§ Excerpt
--- begin ---

My 15yr old son is ruling my life...

(77 Posts)
HDEnuff Wed 22-Jan-14 16:53:16

Help. This is a nightmare. How do I start...?? To get to right here, right now would take ages!!! Brief and basic - single mum til son was 10, he's now 15. Partner (of 5 years) has secured a job elsewhere. This means moving. Yes, horrendous timing. New job wasn't expected to become available for another few years, and if he hadn't taken it now, it could have been 25-30 years before it came up again. I have put my life on hold to stay here until son sits his exams in the summer. He was so upset at the thought of moving I had to do something. We agreed that if he could just consider the idea of moving that we would stay here til the summer hols at least. Lasr weekend we were supposed to visit my parents for the weekend - family live some distance away. He texted me to say that he didn't want to go. I replied that yes he was. He then said he would not be home that night and that he'd be home Sunday. There was more. He would not be moving full stop, he'd had a meeting with youth services who were looking into getting him into a flat or hostel. Boom. 15. Now, please, he does not come from an under privileged home, he is very bright and I was once a teenager also. I contacted the school. He had been to see his guidance teacher, and yes, they had rang youth services, but she has not encouraged him to do so. We have had meetings with guidance staff at the school, but son remains mute. Last night I asked him to write down his grievances to make things easier for him. On reading his grievances, it would appear that not only does the entire world, but the whole solar system itself, revolves around my boy! I'm so proud. Basically life is better without my partner here, he hates him, I care more about him than my son, the best thing about home is leaving it. In fact, his only suggestion on how to make his life better is to allow his girlfriend to sleep over...!! I feel like he has me over a barrel.

HDEnuff Tue 28-Jan-14 08:25:02

Posted that again?! Couldn't have done it if I'd tried! Thanks Ando. Yeah, am really trying not to push him. He's coming home tonight after 4-5 days space. Just scared he's gonna take off again the next time I ask him to go somewhere with us (ie. his grandparents, his aunties, his uncles), just because he doesn't want to/has plans. This whole situation stemmed from him not wanting to go to his grandparents for the weekend. Because it was boring. Half of me wants to tell him to man up...

HDEnuff Tue 28-Jan-14 08:25:01

Posted that again?! Couldn't have done it if I'd tried! Thanks Ando. Yeah, am really trying not to push him. He's coming home tonight after 4-5 days space. Just scared he's gonna take off again the next time I ask him to go somewhere with us (ie. his grandparents, his aunties, his uncles), just because he doesn't want to/has plans. This whole situation stemmed from him not wanting to go to his grandparents for the weekend. Because it was boring. Half of me wants to tell him to man up...

--- end ---

§ Provided information
--- begin ---

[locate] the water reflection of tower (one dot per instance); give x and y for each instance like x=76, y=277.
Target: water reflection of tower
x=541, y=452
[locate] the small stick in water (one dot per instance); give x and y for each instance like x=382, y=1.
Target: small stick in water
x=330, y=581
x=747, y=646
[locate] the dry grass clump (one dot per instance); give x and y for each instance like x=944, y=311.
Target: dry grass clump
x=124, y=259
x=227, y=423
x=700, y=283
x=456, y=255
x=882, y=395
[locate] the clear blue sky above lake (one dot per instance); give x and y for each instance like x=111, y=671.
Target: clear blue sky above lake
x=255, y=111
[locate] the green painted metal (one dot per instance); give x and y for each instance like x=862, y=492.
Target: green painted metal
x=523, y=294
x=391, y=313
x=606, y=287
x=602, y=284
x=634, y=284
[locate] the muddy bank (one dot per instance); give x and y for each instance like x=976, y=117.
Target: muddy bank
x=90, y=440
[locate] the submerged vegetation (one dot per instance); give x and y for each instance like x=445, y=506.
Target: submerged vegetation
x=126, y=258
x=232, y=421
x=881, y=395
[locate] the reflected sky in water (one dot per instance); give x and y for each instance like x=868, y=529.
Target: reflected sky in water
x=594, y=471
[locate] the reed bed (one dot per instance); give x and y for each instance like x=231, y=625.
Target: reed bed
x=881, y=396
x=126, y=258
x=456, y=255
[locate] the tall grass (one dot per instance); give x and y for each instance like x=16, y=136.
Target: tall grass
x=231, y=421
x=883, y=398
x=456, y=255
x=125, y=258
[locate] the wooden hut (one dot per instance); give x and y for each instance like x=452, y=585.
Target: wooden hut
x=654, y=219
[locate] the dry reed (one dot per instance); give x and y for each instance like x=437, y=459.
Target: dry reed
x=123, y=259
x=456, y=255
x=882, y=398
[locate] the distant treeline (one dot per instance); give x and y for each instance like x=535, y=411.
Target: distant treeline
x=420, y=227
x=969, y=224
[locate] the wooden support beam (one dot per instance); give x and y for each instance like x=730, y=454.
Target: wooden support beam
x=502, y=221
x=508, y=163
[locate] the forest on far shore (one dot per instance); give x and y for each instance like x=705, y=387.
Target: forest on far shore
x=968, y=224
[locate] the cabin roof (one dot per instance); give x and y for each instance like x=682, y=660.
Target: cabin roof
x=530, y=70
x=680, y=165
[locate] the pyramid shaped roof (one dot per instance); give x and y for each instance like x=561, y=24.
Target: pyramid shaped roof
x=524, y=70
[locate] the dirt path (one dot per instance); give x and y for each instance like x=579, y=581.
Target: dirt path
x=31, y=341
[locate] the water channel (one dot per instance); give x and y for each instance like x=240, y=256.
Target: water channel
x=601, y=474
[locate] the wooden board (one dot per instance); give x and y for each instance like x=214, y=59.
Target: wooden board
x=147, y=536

--- end ---

§ Exercise tasks
A – According to the forum post, why did the partner accept the new job now rather than wait for a better time?
B – In the records, start with the line that contains "[locate] the tall" and continue through the line that contains "x=654, y=219". Reproduce each of those lines, requests included, and offset every coordinate in the answers by adding 64.

§ Exercise answers
A – He took it because the job had come up years earlier than expected. Had he turned it down, it might not have become available again for another 25 to 30 years.

B –
[locate] the tall grass (one dot per instance); give x and y for each instance like x=16, y=136.
Target: tall grass
x=295, y=485
x=947, y=462
x=520, y=319
x=189, y=322
[locate] the wooden hut (one dot per instance); give x and y for each instance like x=452, y=585.
Target: wooden hut
x=718, y=283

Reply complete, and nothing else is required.